The new constitutions of Ecuador and
Bolivia describe the two countries as plurinational states. They allow the
participation of all the social sectors and groups and guarantee some specific
rights to the indigenous nationalities. Thanks to empowerment, the indigenous
people in Ecuador and Bolivia are well-organised at the grassroots, regional
and national levels. They are demanding better access to land, autonomy,
basic services, environmental protection and political representation.
Ecuador is the first country to incorporate rights of Nature
in the constitution. Nature has “the right to exist, persist, maintain and
regenerate its vital cycles, structures, functions and its processes in
evolution.”
Non-Violence - a Key Weapon
Over the past decade, the indigenous movements have gained
traction. The movements may be new but the struggle is old. It stands firmly in
the tradition of human rights movements led by the most oppressed: the Civil
Rights Movement in the US, the Independence movement in India and the struggle
to end apartheid in South Africa.

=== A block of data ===

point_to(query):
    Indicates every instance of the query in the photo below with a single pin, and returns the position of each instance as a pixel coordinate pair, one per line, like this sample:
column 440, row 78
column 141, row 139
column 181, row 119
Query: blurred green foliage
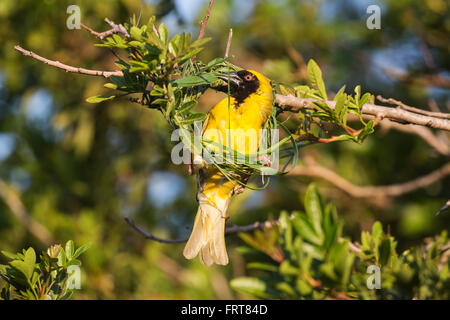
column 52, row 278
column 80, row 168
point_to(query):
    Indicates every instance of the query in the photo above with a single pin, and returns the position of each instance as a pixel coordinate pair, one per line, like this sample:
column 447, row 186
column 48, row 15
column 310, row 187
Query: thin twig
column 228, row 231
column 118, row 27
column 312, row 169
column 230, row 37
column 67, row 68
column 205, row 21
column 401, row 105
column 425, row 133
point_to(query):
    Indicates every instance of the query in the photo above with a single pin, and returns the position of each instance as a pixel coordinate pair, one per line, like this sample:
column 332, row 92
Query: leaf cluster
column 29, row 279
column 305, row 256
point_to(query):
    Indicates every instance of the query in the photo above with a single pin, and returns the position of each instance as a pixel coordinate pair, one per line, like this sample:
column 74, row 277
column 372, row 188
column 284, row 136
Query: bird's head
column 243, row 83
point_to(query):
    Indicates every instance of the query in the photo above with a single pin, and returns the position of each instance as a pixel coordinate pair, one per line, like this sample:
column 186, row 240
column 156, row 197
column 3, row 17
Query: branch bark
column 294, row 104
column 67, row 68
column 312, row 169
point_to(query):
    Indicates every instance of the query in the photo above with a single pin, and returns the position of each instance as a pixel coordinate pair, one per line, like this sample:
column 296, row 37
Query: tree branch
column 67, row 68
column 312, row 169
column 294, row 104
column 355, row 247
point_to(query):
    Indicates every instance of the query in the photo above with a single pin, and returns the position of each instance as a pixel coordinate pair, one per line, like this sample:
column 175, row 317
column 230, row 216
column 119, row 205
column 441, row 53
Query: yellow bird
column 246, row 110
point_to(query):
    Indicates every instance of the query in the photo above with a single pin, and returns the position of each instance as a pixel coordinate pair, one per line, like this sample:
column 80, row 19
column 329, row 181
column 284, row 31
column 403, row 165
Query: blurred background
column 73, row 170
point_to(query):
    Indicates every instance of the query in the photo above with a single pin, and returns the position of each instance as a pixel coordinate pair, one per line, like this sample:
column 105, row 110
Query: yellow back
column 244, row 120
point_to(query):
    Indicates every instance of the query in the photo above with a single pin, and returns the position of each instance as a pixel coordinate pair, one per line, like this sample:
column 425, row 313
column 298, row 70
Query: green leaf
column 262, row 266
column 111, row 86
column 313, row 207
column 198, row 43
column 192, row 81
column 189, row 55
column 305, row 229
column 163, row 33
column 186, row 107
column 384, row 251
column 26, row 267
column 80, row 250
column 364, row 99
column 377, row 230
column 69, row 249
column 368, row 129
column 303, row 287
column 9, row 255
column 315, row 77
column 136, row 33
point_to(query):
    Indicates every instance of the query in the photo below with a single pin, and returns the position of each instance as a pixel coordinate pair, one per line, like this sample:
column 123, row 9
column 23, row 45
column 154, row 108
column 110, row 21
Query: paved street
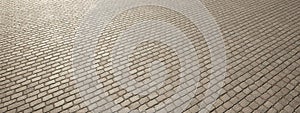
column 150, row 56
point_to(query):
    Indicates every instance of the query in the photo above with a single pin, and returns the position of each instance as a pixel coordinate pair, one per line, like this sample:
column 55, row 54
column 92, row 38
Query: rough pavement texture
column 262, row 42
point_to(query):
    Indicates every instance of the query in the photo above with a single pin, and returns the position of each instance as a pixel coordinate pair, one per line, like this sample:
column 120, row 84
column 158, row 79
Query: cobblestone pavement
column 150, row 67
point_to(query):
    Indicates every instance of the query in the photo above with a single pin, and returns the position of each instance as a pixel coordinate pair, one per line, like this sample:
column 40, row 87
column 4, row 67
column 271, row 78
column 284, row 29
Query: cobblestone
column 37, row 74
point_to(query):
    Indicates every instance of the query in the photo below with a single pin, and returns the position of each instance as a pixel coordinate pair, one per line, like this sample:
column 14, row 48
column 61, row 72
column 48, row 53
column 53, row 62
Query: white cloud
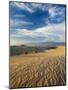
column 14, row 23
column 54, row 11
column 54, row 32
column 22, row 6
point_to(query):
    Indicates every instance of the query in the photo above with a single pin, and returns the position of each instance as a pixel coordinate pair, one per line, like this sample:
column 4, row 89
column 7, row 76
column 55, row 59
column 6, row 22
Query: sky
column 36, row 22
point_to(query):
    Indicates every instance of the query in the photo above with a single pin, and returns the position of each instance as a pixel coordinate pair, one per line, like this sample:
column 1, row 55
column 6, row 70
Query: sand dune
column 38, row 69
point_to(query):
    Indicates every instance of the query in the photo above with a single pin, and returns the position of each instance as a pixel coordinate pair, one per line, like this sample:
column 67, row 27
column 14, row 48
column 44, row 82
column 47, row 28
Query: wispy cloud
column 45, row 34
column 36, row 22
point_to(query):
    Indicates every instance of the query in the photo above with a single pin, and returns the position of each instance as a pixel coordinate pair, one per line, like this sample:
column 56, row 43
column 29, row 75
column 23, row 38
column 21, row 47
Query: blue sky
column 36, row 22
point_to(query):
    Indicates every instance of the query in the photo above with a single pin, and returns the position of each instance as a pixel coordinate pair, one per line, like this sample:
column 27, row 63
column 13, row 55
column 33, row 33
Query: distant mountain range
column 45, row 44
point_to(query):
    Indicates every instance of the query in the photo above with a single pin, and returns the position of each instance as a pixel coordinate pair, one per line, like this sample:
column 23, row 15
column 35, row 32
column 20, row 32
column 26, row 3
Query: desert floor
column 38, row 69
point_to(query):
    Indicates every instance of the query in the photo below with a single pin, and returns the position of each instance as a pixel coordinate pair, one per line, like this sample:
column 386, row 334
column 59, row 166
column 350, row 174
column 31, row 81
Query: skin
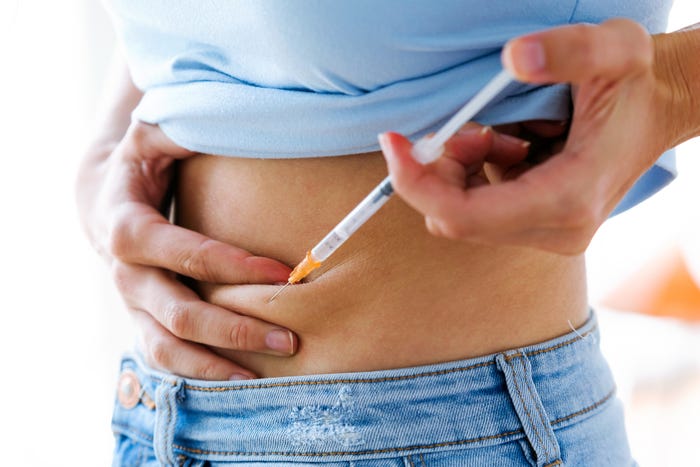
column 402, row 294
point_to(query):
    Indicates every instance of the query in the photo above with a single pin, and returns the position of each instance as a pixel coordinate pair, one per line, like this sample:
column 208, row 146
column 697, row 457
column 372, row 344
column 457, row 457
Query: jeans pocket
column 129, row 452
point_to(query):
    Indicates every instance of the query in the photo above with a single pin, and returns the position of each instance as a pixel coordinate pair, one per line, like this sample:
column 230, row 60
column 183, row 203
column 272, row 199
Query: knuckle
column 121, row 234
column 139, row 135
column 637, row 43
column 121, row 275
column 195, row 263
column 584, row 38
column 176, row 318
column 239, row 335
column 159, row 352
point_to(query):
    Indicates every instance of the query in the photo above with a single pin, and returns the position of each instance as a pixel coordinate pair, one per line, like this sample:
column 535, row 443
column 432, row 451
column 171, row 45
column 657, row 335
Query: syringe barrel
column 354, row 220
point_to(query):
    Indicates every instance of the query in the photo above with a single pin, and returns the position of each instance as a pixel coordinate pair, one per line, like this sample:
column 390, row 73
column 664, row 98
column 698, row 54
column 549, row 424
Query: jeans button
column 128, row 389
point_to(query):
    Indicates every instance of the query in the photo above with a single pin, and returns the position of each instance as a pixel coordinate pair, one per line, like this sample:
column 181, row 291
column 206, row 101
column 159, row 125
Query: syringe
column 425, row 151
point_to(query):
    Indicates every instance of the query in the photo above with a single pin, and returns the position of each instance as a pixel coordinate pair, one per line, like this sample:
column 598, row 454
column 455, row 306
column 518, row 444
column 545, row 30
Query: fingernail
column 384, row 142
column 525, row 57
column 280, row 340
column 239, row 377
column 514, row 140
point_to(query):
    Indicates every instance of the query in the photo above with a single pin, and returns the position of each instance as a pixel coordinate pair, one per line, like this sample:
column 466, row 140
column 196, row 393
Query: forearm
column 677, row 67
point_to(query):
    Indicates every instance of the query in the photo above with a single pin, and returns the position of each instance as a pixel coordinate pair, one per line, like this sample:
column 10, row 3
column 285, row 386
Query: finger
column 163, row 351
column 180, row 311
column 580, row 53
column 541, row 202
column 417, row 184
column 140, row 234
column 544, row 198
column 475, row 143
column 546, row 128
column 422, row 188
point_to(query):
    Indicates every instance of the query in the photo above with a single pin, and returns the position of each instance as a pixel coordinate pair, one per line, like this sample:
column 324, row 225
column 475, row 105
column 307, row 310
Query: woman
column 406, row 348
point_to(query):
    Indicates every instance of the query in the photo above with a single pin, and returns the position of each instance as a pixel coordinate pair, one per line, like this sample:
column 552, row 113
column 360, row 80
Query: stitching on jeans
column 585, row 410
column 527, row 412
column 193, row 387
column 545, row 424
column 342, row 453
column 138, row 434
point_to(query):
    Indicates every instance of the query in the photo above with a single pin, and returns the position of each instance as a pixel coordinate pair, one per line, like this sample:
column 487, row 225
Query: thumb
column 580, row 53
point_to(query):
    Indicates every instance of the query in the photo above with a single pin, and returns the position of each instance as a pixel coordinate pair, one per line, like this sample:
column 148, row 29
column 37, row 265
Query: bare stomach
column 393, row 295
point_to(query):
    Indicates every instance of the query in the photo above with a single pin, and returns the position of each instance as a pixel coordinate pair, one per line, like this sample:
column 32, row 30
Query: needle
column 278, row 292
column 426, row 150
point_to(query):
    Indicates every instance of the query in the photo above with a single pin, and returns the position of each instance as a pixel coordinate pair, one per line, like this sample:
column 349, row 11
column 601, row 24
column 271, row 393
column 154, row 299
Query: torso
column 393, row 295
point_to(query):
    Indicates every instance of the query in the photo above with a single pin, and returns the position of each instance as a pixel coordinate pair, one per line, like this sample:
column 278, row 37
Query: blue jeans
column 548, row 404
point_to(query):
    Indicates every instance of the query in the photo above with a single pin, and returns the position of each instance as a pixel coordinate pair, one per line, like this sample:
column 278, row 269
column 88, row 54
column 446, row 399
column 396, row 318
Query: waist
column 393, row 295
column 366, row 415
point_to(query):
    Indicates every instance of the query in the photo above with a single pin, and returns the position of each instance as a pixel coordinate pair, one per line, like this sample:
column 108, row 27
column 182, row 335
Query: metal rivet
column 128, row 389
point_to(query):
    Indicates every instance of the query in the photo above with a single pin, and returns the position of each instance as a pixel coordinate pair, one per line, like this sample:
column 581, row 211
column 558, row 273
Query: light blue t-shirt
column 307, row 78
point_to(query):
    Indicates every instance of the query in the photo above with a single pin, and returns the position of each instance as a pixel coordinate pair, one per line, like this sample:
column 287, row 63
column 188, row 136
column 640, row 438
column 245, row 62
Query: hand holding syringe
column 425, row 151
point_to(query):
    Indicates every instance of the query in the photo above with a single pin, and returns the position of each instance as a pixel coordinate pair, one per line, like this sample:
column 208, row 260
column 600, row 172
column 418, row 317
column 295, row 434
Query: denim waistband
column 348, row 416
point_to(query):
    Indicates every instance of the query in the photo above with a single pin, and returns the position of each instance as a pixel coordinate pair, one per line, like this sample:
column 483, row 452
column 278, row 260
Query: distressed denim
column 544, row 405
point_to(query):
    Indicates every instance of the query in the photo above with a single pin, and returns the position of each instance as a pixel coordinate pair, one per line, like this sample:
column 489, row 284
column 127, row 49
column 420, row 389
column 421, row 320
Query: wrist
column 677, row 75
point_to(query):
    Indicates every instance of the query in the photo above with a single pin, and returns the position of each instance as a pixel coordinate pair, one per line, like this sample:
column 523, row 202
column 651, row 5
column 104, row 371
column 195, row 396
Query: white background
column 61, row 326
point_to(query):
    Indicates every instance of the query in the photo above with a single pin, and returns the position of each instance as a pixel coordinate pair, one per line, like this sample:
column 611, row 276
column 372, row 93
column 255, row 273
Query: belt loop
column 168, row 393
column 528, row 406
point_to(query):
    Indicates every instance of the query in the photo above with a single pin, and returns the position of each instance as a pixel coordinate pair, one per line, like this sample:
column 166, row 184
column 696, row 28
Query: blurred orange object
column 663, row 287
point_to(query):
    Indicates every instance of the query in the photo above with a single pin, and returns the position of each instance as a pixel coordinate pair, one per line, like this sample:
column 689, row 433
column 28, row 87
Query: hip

=== The tasks ===
a) Quote the passage on Ecuador and Bolivia from "The new constitutions" up to and including "and political representation.".
b) Extend the passage on indigenous movements in Ecuador and Bolivia, picking up right after its final sentence.

=== Outputs in order ===
a)
The new constitutions of Ecuador and
Bolivia describe the two countries as plurinational states. They allow the
participation of all the social sectors and groups and guarantee some specific
rights to the indigenous nationalities. Thanks to empowerment, the indigenous
people in Ecuador and Bolivia are well-organised at the grassroots, regional
and national levels. They are demanding better access to land, autonomy,
basic services, environmental protection and political representation.

b)
Another interesting development has happened which has bolstered
social movements. Peaceful movements have played a significant role in
overthrowing dictatorial regimes. It was not the leftist guerrillas of the New
People’s Army who brought down the Marcos dictatorship in the Philippines. It
was nuns praying the rosary in front of the regime’s tanks, and the millions of
others who brought greater Manila to a standstill.
It was not the 11 weeks of bombing that brought down Serbian
leader Slobodan Milosevic. It was a nonviolent resistance movement led by
young students, whose generation had been sacrificed in a series of bloody
military campaigns against neighbouring Yugoslav republics, and who were able
to mobilize a large cross-section of the population to rise up against a stolen
election.
It was not the armed wing of the African National Congress that
brought majority rule to South Africa. It was workers, students, and township
dwellers who—through the use of strikes, boycotts, the creation of alternative
institutions, and other acts of defiance—made it impossible for the apartheid
system to continue.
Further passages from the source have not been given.